## Fragmento para leer
....................
“El
nuevo Obispo de Roma comienza hoy solemnemente su ministerio y la misión de
Pedro. Efectivamente, en esta ciudad desplegó y cumplió Pedro la misión que le
había confiado el Señor.
El
Señor se dirigió a él diciendo: «...Cuando eras joven, tú te ceñías e ibas
adonde querías; cuando envejezcas, extenderás tus manos y otro te ceñirá y te
llevará adonde no quieras« (Jn 21, 18).
¡Pedro
vino a Roma!
¿Qué
fue lo que le guió y condujo a esta Urbe, corazón del Imperio Romano, sino la
obediencia a la inspiración recibida del Señor? Es posible que este pescador de
Galilea no hubiera querido venir hasta aquí; que hubiera preferido quedarse
allá, a orillas del Lago de Genesaret, con su barca, con sus redes. Pero guiado
por el Señor, obediente a su inspiración, llegó hasta aquí.
....................
Entradas de datos almacenadas
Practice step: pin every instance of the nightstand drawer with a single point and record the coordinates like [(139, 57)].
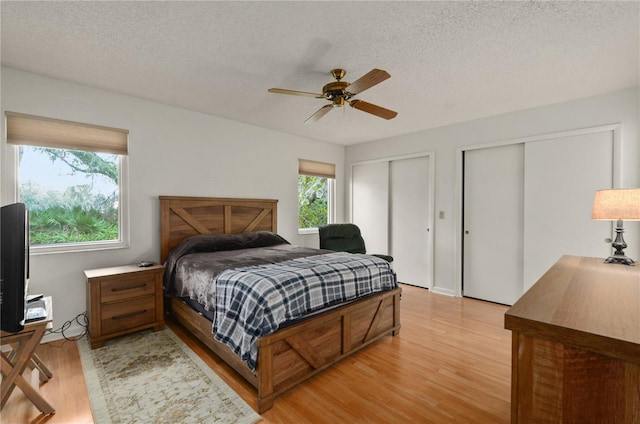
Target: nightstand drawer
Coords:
[(118, 288), (123, 299), (128, 314)]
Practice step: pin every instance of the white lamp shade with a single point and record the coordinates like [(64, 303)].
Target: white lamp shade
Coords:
[(618, 203)]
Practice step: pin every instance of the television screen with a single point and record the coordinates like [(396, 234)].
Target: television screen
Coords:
[(14, 266)]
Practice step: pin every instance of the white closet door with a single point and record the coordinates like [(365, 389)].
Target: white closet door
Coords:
[(561, 177), (370, 204), (410, 208), (493, 214)]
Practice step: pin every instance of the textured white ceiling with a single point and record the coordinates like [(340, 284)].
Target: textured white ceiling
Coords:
[(449, 61)]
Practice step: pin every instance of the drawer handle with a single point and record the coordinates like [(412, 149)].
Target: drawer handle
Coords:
[(132, 314), (141, 286)]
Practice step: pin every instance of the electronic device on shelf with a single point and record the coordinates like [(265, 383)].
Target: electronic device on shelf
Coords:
[(14, 277)]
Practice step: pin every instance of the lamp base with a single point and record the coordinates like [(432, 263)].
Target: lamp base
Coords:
[(619, 244), (617, 259)]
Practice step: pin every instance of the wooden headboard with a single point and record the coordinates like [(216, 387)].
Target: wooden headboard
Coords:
[(182, 217)]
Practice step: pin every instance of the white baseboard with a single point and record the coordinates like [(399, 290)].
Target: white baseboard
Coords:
[(446, 292)]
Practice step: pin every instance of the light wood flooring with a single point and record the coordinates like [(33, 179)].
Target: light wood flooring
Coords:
[(451, 362)]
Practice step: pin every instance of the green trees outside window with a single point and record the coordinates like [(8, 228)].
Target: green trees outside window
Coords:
[(72, 196), (313, 201)]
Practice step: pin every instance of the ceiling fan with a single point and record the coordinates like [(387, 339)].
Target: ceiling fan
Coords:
[(340, 92)]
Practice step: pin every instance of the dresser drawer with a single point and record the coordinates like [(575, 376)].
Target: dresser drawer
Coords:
[(126, 287), (128, 314)]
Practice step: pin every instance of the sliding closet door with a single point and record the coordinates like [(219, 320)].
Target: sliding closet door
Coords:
[(493, 238), (370, 204), (561, 177), (410, 209)]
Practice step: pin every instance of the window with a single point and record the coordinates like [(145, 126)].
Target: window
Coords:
[(316, 187), (71, 178)]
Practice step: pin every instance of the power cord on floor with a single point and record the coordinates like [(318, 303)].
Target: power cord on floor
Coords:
[(80, 319)]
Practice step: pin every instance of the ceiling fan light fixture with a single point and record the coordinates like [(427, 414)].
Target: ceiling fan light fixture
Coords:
[(339, 92)]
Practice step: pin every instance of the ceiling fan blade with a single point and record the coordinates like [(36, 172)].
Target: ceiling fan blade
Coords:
[(373, 109), (368, 80), (319, 114), (294, 92)]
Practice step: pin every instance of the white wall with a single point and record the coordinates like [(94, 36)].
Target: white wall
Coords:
[(617, 107), (172, 151)]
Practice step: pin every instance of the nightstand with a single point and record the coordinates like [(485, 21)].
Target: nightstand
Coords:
[(122, 300)]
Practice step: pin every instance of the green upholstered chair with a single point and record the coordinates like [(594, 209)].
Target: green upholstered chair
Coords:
[(345, 238)]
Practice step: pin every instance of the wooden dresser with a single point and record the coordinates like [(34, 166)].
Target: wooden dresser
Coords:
[(576, 345), (122, 300)]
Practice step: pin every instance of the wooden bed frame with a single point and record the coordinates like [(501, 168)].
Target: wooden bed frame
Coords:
[(294, 353)]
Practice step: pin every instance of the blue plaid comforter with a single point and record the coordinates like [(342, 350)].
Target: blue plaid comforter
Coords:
[(255, 301)]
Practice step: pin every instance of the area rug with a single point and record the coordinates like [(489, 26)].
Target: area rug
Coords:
[(153, 377)]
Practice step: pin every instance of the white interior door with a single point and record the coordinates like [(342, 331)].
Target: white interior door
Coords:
[(493, 223), (370, 204), (410, 215), (561, 177)]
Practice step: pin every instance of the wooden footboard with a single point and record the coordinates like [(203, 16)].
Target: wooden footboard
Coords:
[(296, 353)]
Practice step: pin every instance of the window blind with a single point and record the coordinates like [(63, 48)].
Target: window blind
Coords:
[(316, 169), (55, 133)]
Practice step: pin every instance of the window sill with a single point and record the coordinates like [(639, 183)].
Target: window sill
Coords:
[(76, 247)]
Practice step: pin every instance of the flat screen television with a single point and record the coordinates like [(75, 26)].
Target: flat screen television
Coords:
[(14, 270)]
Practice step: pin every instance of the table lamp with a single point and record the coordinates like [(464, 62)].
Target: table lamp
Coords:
[(616, 205)]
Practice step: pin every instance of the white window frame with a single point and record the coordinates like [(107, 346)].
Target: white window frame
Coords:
[(123, 210), (331, 212)]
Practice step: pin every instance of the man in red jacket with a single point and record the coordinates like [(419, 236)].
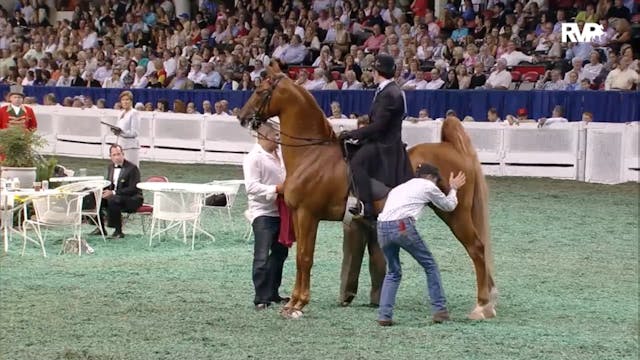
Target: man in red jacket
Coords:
[(15, 113)]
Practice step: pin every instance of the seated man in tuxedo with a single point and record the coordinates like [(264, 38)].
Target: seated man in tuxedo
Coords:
[(122, 195)]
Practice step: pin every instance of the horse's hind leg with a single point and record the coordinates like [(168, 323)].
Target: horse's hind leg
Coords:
[(306, 227), (462, 227)]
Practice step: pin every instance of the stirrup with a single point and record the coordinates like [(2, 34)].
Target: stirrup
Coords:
[(354, 208)]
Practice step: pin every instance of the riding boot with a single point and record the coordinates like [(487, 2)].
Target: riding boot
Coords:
[(369, 212), (364, 191)]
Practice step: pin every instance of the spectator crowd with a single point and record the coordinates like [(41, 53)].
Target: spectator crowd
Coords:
[(470, 44)]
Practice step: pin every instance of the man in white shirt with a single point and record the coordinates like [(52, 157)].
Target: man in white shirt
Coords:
[(622, 77), (263, 176), (396, 229)]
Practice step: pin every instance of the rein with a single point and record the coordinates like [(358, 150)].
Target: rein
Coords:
....................
## Ejercicios por resolver
- A) Responde estas preguntas a partir del fragmento sobre la misión de Pedro en Roma:
(i) ¿Qué comienza hoy solemnemente el nuevo Obispo de Roma?
(ii) ¿Cómo se describe a la Urbe a la que llegó Pedro?
(iii) ¿A orillas de qué lago pudo haber preferido quedarse Pedro?
- B) Continúa el fragmento sobre la llegada de Pedro a Roma a partir de su última oración.

## Resultados en orden
- A)
(i) Su ministerio y la misión de Pedro.
(ii) Como corazón del Imperio Romano.
(iii) A orillas del Lago de Genesaret.

- B)
Según
una antigua tradición (que ha tenido magnífica expresión literaria en una
novela de Henryk Sienkiewicz), durante la persecución de Nerón, Pedro quería
abandonar Roma. Pero el Señor intervino, le salió al encuentro. Pedro se
dirigió a El preguntándole: «Quo vadis, Domine?: ¿Dónde vas, Señor?». Y
el Señor le respondió enseguida: «Voy a Roma para ser crucificado por segunda
vez». Pedro volvió a Roma y permaneció aquí hasta su crucifixión.
Sí,
hermanos e hijos, Roma es la Sede de Pedro. A lo largo de los siglos le han
sucedido siempre en esta sede nuevos Obispos. Hoy, un nuevo Obispo sube a la
Cátedra Romana de Pedro, un Obispo lleno de temblor, consciente de su
indignidad. ¡Y, cómo no temblar ante la grandeza de tal llamada y ante la
misión universal de esta Sede Romana!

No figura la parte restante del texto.